Marcelo Ribeiro, de 45 anos

'É uma roleta. Você não sabe quem vai ficar grave ou não'

Aquela lógica de que filhos enterram pais e os números que apontam que o covid-19 é pior para idosos se inverteram na família Ribeiro. Marcelo, de 45 anos, e a mãe, de 83, tiveram covid19 em março. Ele pegou a doença e morreu, dia 3 de abril, num hospital do Jardim Iva. Foi tratado em casa mas piorou, sua pressão arterial estava muito alta, tinha dor no peito e falta de ar.

A mãe, que também pegou e ficou internada no Hospital de Campanha do Pacaembu, só soube da morte do filho após deixar a unidade. "A doença é uma roleta, você não sabe quem vai ficar grave e quem não vai", diz a irmã Márcia.

Manoel Odinir Rigobelli, de 81 anos

'É uma tristeza não vê-lo mais acordado'

Desde q ue parou de trabalhar, fazer compras no mercado ou na feira era a forma como Manoel Odinir Rigobelli, de 81 anos, sentia-se útil. Nesse tempo de vida, mais de 50 anos foram dentro da Mocidade Alegre, uma paixão que tinha, ao lado do Palmeiras. Expansivo e um tanto teimoso, era difícil convencer esse homem a usar máscara e a lavar as mãos.

Foram 38 dias de hospital, entre emergência e UTI, depois que Manoel começou a reclamar de falta de ar. Ele resistia a ir ao médico, tinha medo de não voltar. Foi levado pelo filho Marcos. "É uma das principais tristezas que tenho, não vê-lo mais acordado."

Aparecido Alves Gouveia, de 74 anos

'Nunca imaginei que a covid pudesse chegar em casa'

Desde o início da pandemia, a família do aposentado Aparecido Alves Gouveia, de 74 anos, mudou hábitos para reduzir o risco de contágio. Além de idoso, ele tinha diabete, pressão alta, cardiopatia e asma. "Meu pai não colocava o nariz para fora de casa", conta a filha Marina, de 39 anos. Mesmo com todos os esforços, ele foi infectado. Ficou gripado, a família esperou alguns dias para levá-lo ao hospital. "Nunca imaginei que a covid fosse chegar dentro da minha casa", diz a filha. Gouveia foi internado no início de junho no hospital de campanha do Anhembi. "Fizeram tudo o que dava, mas não foi possível segurar."

Zita Pereira Silva, de 65 anos

'Você não aceita sua mãe morrer sem ver o rosto dela'

Zita Pereira Silva não era de desanimar. Pernambucana de Goiana, cidade perto do Recife, ela veio para São Paulo há duas décadas – e até o último mês de abril, já com 65 anos, ainda trabalhava como auxiliar de limpeza para pagar as contas. Vivia com o marido em uma favela da zona leste. Adoecida em abril, ela passou pelo Hospital de Campanha do Pacaembu, depois pelo Bela Vista.

● **Dados brutos**:
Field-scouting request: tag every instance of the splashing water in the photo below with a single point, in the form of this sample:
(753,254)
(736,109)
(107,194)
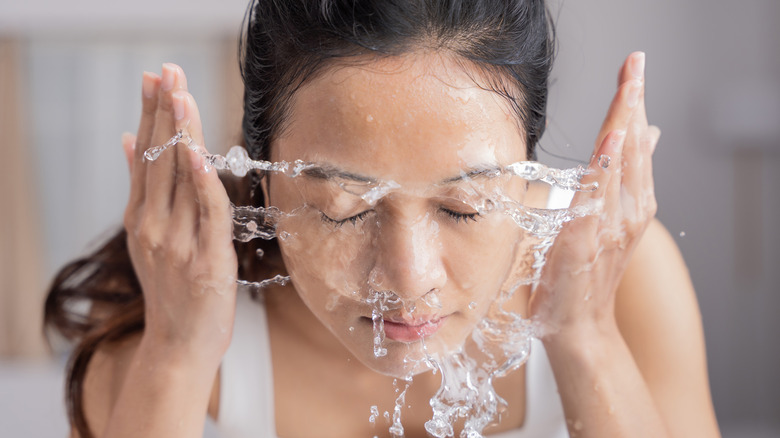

● **Ordem de serviço A**: Em qual hospital de campanha Aparecido Alves Gouveia foi internado, segundo o texto da página?
● **Ordem de serviço B**: Transcreva do texto da página tudo o que vai de "A mãe, que também" até "a irmã Márcia.".

● **Resposta esperada A**: No hospital de campanha do Anhembi.

● **Resposta esperada B**:
A mãe, que também pegou e ficou internada no Hospital de Campanha do Pacaembu, só soube da morte do filho após deixar a unidade. "A doença é uma roleta, você não sabe quem vai ficar grave e quem não vai", diz a irmã Márcia.